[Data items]
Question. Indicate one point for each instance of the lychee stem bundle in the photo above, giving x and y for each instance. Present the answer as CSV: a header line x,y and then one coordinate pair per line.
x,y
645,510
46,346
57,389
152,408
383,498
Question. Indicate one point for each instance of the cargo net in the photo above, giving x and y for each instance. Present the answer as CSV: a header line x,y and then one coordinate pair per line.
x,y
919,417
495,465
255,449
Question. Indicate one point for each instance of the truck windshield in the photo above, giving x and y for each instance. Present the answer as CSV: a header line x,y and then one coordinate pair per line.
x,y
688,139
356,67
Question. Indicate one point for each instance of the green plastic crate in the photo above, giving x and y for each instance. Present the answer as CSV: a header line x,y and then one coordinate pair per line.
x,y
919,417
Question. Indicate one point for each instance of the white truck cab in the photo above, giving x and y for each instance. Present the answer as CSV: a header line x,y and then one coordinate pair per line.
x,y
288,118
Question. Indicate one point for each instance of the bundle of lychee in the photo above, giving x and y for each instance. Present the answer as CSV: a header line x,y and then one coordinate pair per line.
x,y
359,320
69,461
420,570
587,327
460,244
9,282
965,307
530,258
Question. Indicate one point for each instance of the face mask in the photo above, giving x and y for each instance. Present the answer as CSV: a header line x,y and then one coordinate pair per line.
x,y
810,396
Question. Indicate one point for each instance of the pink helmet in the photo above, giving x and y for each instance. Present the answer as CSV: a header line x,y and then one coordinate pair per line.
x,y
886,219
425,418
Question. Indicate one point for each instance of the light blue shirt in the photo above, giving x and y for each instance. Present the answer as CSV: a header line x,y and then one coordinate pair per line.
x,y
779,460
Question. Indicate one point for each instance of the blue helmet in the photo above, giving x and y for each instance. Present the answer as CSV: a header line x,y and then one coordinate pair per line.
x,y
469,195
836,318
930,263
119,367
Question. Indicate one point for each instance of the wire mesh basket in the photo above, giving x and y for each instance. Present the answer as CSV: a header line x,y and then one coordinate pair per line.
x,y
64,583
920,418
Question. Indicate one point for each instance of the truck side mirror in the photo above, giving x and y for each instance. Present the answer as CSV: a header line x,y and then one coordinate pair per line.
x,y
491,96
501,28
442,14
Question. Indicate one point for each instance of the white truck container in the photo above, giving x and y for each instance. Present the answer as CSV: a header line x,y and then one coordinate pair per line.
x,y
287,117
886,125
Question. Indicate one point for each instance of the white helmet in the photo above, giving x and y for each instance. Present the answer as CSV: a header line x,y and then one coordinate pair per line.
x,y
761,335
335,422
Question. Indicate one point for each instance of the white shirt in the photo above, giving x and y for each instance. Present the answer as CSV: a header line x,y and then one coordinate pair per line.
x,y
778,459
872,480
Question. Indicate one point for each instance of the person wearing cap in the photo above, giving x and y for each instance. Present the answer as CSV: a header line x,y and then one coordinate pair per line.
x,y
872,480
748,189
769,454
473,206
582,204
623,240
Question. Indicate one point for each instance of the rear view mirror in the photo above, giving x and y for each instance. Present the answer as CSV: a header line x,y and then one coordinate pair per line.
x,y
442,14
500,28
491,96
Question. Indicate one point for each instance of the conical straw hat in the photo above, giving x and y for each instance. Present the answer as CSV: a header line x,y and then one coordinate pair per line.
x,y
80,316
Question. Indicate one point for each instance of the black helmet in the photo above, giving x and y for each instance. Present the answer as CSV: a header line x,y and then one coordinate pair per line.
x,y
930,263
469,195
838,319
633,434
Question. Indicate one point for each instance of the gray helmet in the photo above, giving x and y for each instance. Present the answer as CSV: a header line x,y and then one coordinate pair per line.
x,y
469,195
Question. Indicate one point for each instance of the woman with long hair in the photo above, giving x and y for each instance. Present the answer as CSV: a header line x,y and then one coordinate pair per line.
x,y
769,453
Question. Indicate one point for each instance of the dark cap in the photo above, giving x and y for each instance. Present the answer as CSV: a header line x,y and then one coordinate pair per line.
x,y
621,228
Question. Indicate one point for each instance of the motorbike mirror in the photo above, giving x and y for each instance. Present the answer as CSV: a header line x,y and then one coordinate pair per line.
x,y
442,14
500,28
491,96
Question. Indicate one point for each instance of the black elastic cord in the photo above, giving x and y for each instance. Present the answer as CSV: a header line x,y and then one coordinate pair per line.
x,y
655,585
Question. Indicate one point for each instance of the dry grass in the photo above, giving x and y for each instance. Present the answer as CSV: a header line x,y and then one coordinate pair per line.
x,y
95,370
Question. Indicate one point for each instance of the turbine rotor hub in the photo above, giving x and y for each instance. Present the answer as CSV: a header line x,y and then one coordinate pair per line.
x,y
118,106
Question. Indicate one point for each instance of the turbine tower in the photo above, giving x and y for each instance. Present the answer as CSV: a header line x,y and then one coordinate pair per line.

▶ _GIVEN REQUEST_: Return, word for word, each line from the line that contains "Question. Indicate one point for each instance of the dry" to the end of the listing above; include both end lines and nothing else.

▶ _RESULT OF THIS TASK_:
Question. Indicate one point for each instance of the dry grass in the photo above, giving x and y for each instance. Present the answer as CSV: a header line x,y and then one coordinate pair per line.
x,y
95,370
Question. Indicate one point for each instance of the turbine rotor hub in the photo above, giving x and y for each instance. Present the answer as CSV: a header line x,y and then one coordinate pair per line.
x,y
118,106
Question. Indicate one point for each instance of the turbine tower in the photo above, giving x and y for each instance. Present the answer as CSV: a header line x,y and then one coordinate pair per line.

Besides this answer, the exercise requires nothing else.